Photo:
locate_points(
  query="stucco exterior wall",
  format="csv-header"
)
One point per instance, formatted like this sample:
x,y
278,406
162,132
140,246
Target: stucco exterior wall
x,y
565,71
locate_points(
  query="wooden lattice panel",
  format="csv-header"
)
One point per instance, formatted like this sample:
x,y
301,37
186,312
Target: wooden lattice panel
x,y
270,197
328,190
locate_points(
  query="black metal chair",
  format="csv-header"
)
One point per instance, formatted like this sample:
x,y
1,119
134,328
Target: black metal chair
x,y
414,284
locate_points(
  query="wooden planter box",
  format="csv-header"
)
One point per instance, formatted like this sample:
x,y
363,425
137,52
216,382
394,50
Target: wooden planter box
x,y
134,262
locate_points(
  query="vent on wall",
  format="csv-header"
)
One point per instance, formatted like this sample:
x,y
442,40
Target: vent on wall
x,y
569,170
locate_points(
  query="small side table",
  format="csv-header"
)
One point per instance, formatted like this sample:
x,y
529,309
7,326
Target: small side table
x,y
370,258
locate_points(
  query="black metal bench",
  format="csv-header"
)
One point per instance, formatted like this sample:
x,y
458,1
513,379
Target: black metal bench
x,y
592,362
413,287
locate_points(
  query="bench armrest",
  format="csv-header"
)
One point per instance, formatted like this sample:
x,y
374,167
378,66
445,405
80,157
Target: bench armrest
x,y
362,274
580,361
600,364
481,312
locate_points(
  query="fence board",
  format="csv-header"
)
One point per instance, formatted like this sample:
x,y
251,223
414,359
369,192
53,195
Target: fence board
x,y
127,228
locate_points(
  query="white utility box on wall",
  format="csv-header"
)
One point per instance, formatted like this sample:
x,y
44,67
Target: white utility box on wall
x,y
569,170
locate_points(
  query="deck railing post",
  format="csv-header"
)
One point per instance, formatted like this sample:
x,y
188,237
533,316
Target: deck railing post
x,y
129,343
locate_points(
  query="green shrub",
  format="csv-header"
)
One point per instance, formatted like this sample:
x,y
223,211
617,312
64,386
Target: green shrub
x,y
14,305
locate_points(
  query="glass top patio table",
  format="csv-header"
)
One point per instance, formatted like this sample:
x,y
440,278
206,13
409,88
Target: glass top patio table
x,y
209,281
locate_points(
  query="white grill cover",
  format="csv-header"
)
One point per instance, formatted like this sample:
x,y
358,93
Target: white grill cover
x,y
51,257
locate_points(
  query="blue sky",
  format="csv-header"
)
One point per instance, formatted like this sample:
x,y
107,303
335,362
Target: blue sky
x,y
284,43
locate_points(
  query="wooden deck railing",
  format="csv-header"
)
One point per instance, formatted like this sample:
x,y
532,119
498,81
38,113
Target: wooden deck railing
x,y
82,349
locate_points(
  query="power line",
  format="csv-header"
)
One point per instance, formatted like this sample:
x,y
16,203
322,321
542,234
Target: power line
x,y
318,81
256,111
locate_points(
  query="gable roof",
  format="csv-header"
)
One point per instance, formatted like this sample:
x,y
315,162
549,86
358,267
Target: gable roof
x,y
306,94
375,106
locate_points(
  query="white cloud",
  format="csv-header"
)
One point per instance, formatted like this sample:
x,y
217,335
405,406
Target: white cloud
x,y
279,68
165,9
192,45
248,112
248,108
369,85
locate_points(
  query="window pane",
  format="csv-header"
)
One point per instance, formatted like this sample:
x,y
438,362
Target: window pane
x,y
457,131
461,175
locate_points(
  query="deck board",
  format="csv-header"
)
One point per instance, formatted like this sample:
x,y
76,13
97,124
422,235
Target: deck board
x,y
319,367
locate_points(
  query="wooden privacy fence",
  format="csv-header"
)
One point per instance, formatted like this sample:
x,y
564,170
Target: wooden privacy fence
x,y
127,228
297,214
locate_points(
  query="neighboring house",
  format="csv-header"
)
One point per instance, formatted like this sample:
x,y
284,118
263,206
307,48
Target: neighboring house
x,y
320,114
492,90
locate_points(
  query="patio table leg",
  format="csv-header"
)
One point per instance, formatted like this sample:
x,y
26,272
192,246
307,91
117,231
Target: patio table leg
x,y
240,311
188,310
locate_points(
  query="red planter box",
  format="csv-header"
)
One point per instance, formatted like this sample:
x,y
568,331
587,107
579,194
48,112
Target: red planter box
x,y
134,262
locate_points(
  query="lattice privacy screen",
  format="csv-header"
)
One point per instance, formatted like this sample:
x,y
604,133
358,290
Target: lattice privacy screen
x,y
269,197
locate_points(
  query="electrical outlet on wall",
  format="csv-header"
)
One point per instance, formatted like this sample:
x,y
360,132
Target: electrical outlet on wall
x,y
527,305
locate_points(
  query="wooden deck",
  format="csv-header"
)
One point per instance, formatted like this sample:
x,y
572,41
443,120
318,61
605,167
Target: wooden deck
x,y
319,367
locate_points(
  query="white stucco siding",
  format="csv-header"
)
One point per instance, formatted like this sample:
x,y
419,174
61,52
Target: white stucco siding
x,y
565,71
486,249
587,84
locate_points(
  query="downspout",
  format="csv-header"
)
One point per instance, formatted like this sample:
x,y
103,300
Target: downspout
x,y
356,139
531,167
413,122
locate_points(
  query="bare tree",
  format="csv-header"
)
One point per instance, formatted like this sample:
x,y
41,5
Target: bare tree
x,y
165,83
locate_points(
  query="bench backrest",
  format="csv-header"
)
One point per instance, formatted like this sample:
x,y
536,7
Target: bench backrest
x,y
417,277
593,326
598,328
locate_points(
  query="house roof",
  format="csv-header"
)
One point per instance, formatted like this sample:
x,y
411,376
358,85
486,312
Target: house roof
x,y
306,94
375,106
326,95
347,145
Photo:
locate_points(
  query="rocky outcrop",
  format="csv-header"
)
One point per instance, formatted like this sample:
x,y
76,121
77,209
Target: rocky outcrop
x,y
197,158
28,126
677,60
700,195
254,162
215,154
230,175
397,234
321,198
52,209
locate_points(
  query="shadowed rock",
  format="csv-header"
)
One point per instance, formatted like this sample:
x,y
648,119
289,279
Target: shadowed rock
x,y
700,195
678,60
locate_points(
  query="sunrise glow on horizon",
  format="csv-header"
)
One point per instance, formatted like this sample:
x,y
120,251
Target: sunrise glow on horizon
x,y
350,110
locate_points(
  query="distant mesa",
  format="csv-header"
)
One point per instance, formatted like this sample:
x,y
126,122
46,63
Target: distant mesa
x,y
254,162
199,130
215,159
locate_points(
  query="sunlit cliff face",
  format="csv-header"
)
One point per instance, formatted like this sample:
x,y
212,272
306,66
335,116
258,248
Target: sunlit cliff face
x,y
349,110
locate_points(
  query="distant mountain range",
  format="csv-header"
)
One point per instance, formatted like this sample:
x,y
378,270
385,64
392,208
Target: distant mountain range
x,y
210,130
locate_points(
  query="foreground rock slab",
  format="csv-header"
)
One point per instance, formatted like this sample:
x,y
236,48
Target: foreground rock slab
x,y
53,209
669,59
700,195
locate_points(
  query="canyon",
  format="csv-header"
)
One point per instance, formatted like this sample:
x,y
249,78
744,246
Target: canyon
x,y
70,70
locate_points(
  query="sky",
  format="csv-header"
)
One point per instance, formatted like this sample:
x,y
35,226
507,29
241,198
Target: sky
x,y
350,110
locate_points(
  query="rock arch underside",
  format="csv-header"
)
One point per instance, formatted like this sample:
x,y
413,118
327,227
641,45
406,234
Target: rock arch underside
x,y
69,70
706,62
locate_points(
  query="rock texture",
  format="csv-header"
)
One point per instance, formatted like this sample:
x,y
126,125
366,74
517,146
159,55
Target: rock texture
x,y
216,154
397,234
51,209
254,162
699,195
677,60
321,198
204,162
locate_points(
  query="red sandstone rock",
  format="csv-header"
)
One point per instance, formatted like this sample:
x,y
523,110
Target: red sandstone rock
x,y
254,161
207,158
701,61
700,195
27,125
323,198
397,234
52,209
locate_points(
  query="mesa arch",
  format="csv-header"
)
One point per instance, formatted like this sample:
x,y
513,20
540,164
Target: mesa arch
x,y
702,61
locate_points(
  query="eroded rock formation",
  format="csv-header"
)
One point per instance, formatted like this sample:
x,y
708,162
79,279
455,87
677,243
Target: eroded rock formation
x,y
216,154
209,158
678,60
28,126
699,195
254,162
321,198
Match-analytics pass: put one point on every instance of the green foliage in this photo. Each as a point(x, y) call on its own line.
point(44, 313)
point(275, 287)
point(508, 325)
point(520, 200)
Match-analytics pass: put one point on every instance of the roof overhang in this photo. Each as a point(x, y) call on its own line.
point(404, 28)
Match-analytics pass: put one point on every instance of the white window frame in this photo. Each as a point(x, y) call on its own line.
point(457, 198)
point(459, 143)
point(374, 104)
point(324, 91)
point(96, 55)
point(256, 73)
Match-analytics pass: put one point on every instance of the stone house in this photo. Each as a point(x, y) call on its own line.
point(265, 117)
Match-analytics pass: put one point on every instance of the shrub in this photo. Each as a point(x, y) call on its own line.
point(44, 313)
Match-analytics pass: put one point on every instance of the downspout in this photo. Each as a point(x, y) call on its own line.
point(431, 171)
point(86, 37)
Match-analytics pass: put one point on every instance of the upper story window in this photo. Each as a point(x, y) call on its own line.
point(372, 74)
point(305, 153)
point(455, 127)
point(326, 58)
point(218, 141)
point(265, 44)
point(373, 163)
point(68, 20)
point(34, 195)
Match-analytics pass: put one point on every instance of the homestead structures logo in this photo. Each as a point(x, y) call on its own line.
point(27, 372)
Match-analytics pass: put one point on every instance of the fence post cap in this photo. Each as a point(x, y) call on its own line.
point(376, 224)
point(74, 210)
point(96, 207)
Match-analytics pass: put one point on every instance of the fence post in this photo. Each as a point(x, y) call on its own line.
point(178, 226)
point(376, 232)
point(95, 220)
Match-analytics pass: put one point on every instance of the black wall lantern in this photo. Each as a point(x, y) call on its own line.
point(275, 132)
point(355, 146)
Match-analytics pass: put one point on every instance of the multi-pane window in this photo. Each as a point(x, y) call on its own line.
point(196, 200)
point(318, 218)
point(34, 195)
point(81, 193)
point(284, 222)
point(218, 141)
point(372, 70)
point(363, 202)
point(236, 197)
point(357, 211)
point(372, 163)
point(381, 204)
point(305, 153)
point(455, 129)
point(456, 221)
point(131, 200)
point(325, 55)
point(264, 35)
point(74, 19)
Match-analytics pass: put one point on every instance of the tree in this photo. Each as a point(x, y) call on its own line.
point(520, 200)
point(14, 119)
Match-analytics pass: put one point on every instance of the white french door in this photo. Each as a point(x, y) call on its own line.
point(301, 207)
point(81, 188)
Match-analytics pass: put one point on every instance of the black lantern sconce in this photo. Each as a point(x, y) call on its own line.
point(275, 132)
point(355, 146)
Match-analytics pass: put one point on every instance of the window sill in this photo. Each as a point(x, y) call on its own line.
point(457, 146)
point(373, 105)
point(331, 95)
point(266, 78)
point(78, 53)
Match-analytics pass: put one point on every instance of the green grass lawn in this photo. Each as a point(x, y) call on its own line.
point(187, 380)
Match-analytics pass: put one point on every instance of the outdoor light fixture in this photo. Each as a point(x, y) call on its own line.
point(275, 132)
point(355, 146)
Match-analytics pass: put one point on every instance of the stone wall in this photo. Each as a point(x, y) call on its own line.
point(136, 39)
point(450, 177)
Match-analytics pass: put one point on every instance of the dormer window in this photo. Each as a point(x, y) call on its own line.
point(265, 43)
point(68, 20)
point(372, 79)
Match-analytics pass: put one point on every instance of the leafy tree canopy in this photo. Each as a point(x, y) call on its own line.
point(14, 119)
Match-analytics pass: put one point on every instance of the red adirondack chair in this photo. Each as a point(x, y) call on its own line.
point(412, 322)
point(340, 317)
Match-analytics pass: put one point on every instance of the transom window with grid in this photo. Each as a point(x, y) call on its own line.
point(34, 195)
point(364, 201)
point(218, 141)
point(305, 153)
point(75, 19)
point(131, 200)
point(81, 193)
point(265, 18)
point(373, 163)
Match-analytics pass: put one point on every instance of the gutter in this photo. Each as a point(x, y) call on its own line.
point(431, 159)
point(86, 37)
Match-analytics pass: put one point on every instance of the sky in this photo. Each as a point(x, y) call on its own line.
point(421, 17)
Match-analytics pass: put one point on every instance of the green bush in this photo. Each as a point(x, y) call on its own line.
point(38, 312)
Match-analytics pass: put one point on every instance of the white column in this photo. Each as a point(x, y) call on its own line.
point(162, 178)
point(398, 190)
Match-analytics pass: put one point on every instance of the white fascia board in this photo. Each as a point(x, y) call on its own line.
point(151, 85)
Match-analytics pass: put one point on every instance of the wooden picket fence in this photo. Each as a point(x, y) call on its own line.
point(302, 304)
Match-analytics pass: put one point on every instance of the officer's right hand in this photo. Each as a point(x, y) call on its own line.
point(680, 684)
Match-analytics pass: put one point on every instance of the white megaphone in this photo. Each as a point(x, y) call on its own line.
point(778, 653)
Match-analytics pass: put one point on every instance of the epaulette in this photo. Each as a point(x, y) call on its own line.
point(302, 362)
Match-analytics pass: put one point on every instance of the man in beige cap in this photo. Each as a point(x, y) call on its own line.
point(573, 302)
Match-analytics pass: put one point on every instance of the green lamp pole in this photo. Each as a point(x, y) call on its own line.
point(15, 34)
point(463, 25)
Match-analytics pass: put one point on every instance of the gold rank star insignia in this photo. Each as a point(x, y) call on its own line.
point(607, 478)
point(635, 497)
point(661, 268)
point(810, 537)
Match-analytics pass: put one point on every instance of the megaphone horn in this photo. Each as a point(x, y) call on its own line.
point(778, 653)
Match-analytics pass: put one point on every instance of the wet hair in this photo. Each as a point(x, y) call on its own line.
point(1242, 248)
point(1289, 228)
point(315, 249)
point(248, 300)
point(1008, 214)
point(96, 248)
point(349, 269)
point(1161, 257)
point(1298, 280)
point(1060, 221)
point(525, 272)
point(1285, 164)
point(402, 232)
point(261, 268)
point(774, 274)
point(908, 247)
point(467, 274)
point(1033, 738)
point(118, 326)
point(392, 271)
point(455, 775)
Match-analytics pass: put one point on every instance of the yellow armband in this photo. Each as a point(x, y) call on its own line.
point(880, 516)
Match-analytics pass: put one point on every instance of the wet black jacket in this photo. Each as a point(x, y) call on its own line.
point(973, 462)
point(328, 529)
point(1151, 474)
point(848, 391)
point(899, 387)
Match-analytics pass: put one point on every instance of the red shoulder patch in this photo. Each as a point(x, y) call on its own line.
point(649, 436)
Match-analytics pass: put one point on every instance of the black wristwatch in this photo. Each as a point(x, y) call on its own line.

——————

Rewrite the material starting with the line that contains "of the transom" and going on through the line that contains "point(398, 190)", replacing "gutter" with "downspout" and leaving everything else unchanged.

Match-analytics pass: put one point on every instance of the transom window with grid in this photo. Each as a point(x, y) call on its own line.
point(34, 195)
point(364, 201)
point(218, 141)
point(305, 153)
point(75, 19)
point(131, 200)
point(81, 193)
point(265, 18)
point(373, 163)
Match-analytics pass: put one point on every instance of the downspout in this photo. Each as a point(x, y) call on its own line.
point(431, 159)
point(86, 37)
Match-analytics pass: put one point on every instance of the sky in this photo. Each as a point(x, y) call on its own line.
point(421, 17)
Match-analytics pass: put one point on every instance of the green bush in this photo. Each as a point(x, y) call on its own line.
point(38, 312)
Match-analytics pass: put one point on every instance of the white column in this photo. Each as a point(x, y) call on its own line.
point(162, 178)
point(398, 190)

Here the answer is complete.